-- TASKS TO PERFORM --
1/ In the essay about Facebook, in what year did the writer create a new account after deleting the old one?
2/ Extend the essay about Facebook, picking up right after its last sentence.

-- DOCUMENT EXCERPT --

My relationship with Facebook was never healthy. Since 2005 when I first signed up, I deleted my account twice. I deactivated it many more times. It was too distracting. That was always the problem: a lack of focus. I needed to study for exams, but instead ended up lurking over photos of strangers for hours. I caught myself in the middle of a clicking marathon and thought to myself: this feels wrong. I felt creepy and it felt like a waste of time. I couldn’t focus on studying, and I really needed to study so I deleted it. That was 2006.

In 2010, I created a new account. I had some amazing conversations while reconnecting with friends. But soon after it became an obsession. I would check and check again. Why did the same nine profile photos keep showing up reminding me of the same people over and over again? There were no updates but I kept checking. The reflexes were real and alarming. It was emotional purgatory. For a long time I consumed Facebook like I consumed cigarettes, too many times in a day. It was never a casual experience.

-- Saved entries --
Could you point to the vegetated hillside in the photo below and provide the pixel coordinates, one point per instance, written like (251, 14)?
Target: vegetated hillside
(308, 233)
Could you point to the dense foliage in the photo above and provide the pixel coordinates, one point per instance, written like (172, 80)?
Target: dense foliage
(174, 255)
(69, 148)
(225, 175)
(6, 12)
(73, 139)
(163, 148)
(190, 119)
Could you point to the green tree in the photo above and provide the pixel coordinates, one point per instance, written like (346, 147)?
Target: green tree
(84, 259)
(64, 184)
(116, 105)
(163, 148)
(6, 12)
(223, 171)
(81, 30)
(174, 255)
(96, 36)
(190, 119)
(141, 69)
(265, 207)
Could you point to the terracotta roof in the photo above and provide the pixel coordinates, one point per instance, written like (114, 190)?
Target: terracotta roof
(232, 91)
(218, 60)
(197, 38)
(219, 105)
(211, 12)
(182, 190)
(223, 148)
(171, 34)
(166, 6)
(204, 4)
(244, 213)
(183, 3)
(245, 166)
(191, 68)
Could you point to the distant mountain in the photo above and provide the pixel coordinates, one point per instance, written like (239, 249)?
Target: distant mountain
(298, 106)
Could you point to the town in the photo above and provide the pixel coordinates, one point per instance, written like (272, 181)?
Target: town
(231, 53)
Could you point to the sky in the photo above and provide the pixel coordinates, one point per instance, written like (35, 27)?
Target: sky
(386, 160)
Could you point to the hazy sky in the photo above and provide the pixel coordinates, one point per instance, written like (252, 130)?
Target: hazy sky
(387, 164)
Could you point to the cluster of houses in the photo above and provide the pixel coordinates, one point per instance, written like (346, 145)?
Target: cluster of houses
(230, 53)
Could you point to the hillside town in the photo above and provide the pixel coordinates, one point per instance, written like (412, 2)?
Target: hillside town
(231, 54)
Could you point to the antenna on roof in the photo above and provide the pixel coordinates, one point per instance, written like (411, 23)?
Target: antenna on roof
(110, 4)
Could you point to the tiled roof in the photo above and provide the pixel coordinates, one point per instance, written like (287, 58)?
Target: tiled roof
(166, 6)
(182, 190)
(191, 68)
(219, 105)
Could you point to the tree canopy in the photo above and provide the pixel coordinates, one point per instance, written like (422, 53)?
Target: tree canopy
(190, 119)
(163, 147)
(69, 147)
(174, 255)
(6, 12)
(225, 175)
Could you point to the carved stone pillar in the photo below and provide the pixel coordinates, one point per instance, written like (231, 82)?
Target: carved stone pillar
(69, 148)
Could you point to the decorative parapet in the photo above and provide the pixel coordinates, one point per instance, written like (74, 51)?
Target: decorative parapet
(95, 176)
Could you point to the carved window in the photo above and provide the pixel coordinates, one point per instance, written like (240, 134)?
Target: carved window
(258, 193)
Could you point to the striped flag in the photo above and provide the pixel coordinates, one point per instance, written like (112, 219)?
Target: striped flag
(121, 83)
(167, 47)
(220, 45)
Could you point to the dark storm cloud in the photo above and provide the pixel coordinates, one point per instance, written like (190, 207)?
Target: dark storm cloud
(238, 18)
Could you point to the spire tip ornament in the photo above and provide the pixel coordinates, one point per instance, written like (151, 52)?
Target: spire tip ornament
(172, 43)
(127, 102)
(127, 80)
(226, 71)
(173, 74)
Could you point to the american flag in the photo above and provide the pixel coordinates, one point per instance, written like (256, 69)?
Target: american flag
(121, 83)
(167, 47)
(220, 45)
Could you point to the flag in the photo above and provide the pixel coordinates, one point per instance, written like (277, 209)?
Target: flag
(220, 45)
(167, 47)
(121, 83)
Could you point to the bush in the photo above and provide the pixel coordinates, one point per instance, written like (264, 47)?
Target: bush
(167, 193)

-- SET OF ANSWERS --
1/ 2010

2/
In 2011, I deactivated and eventually deleted my account for a second time when I moved to a new city. Even then the deletion process tried to prevent you from leaving: Oh you want to delete your account? It will take 30 days to delete it. You can come back ANY time. Back then, people still liked Facebook. They would ask: “How can you delete it? You’re moving to a new city, you can’t delete it. It will be so much harder to keep in touch.” It wasn’t. I wrote down all the emails of those I wished to stay in touch. Out of several hundred friends I ended up writing down only 30 names.

That same year I replaced Facebook with Twitter. It was a different experience. More detached learning and professional sharing, less emotional rabbit holes. A few years later I moved again — without Facebook — and had a job that was big on social media. Here I had to have a Facebook account so I eventually gave in and made one. This time I thought it would be different. I made all these rules and set boundaries to keep me in control. If I used it like LinkedIn then it would be ok, I thought. It wouldn’t be addictive — because if there is one thing we can agree on is that LinkedIn is definitely not addictive. I didn’t friend anyone that I was actually friends with, unless they were a professional link. I also never installed the app on my phone, used Messenger, played Facebook games, took any quizzes, or used my account to log into websites. This went on for a couple of years. I eventually friended friends. And then friends of friends. But the other rules remained.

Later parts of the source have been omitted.